------ Fragmento para leer ------

La ruina el mejor ejemplo del desprecio producido en su día, pero que ya no nos concierne en cuanto a sus causas, el abandono sí que nos implica. Incluso hay ruinas, que por si fuera poco, se hallan sometidas al abandono. La ruina no está pidiendo una reconstrucción completa que la desnaturalice (como la poco reflexionada restauración de del teatro romano de Sagunto que, como resultado, en buena parte nos privó de la contemplación de la ruina), sino la restauración con criterio, la preservación, la visualización y la explicación. Sobre el abandono hay que actuar para no permitir que se convierta en ruina: las alquerías históricas todavía en pie, el Casino del Americano, la fábrica de la Ceramo no son ruinas en el sentido que estamos hablando aquí, son edificios abandonados a su suerte, sobre los que hay que actuar para devolverles el esplendor arquitectónico.
A uno de ellos, la Casa de la Sirena, como si del premio de la lotería hablásemos, parece que le ha tocado el gordo, y se va a iniciar la rehabilitación del mismo para destinarlo a uso hostelero. Se trata de uno de los escasos ejemplos en el área metropolitana de palacio rural renacentista que cumplía la función de alquería y de villa de recreo señorial. El conjunto, casa principal y anejos, posee un extraordinario valor, tanto morfológicamente y espacialmente, como por constituir uno de los pocos ejemplos de arquitectura palaciega del siglo XVI en este medio rural.

------ Registros de datos ------

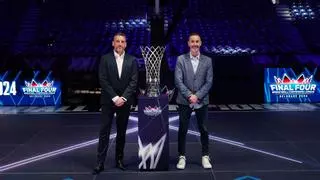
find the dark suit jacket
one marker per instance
(110, 82)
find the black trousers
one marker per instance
(121, 123)
(184, 119)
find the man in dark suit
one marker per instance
(193, 79)
(118, 77)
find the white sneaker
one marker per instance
(182, 162)
(206, 162)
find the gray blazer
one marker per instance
(189, 83)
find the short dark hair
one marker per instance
(194, 34)
(120, 34)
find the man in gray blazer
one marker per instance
(193, 79)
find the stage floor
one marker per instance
(244, 145)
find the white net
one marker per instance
(152, 58)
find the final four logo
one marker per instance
(35, 89)
(288, 87)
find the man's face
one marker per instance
(194, 44)
(119, 44)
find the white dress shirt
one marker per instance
(119, 61)
(195, 63)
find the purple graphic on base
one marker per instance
(153, 136)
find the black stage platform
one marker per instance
(260, 144)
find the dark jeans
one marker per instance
(121, 122)
(184, 118)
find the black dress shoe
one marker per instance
(99, 168)
(120, 165)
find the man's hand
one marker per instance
(193, 99)
(120, 102)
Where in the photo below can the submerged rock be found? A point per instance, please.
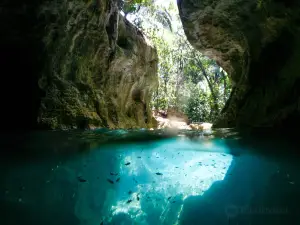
(257, 43)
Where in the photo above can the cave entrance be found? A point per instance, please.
(192, 87)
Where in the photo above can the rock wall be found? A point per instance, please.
(257, 43)
(85, 65)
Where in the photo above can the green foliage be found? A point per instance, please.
(133, 6)
(188, 81)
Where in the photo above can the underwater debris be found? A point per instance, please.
(110, 181)
(80, 179)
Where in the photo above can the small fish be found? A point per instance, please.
(80, 179)
(110, 181)
(113, 174)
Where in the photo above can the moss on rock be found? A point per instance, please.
(257, 43)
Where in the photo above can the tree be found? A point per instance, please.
(188, 81)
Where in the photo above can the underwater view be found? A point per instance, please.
(148, 177)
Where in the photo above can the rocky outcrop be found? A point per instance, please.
(88, 66)
(257, 43)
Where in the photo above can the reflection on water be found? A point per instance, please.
(141, 177)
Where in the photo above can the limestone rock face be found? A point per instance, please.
(87, 65)
(257, 43)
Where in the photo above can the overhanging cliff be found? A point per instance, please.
(257, 43)
(77, 64)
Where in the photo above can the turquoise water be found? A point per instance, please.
(148, 177)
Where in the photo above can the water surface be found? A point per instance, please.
(148, 177)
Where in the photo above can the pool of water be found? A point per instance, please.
(148, 177)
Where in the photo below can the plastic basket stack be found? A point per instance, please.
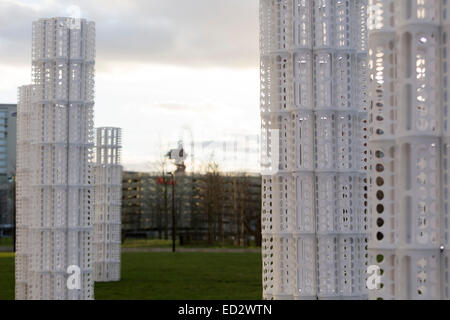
(55, 191)
(314, 117)
(108, 192)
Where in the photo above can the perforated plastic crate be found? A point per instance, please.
(108, 192)
(314, 148)
(55, 141)
(408, 211)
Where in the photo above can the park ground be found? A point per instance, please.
(170, 276)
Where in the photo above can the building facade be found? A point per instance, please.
(313, 111)
(219, 208)
(56, 164)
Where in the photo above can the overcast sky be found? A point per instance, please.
(165, 68)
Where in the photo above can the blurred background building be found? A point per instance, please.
(210, 208)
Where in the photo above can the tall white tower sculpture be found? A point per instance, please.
(313, 109)
(108, 192)
(23, 191)
(409, 148)
(57, 178)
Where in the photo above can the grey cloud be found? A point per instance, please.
(199, 33)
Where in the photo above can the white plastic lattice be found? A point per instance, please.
(55, 160)
(313, 110)
(108, 191)
(408, 212)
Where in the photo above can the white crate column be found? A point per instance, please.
(108, 193)
(314, 158)
(23, 192)
(408, 148)
(60, 227)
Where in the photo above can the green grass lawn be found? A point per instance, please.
(165, 275)
(161, 243)
(6, 242)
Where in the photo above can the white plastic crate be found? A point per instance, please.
(55, 195)
(108, 192)
(408, 211)
(314, 131)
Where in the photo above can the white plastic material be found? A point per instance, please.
(408, 143)
(313, 110)
(108, 192)
(23, 192)
(55, 190)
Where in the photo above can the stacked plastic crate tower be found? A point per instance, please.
(314, 117)
(409, 143)
(108, 192)
(55, 162)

------

# Ejercicios para completar
1. Según el fragmento sobre la ruina y el abandono, ¿qué edificio se va a rehabilitar para destinarlo a uso hostelero?
2. Indica si cada afirmación concuerda con el fragmento sobre la ruina y el abandono: (a) el Casino del Americano es una ruina; (b) la Casa de la Sirena es un ejemplo de arquitectura palaciega del siglo XVI; (c) la ruina pide una reconstrucción completa.
3. Prolonga el fragmento sobre la ruina y el abandono a partir del punto en que termina.
Los registros provienen de otra fuente.

# Respuestas por tarea
1. La Casa de la Sirena.

2.
(a) No: «las alquerías históricas todavía en pie, el Casino del Americano, la fábrica de la Ceramo no son ruinas en el sentido que estamos hablando aquí».
(b) Sí: «uno de los pocos ejemplos de arquitectura palaciega del siglo XVI en este medio rural».
(c) No: «La ruina no está pidiendo una reconstrucción completa que la desnaturalice».

3.
Las antigüedades llamadas “del gran tour” fueron creadas a finales del siglo XVIII y primera mitad del XIX con la finalidad de evocar a modo de souvenirs aquel movimiento admirativo por la antigüedad clásica y poderlas transportar, los viajeros, de retorno a sus lugares de origen. Los anticuarios en ocasiones tenemos que conformarnos con las ruinas en forma de columnas de madera tallada que formaron parte de un altar, o con las ménsulas doradas de un retablo. Un bronce que quizás fuera el remate de un importante mueble ya desaparecido o la tabla pintada que era una de tantas de la predela un gran conjunto. Posiblemente el panel de cerámica devocional es lo único que queda de toda una edificación y que alguien salvó antes del derrumbe. No son ruinas en el sentido que hemos hablado al inicio de este artículo, pero el fragmento rescatado que todavía tiene el valor de lo auténtico, aun incompleto, es símbolo de la supervivencia y del rescate llevado a cabo inicialmente por alguien ignoto y que se ha venido transmitiendo a través de las generaciones.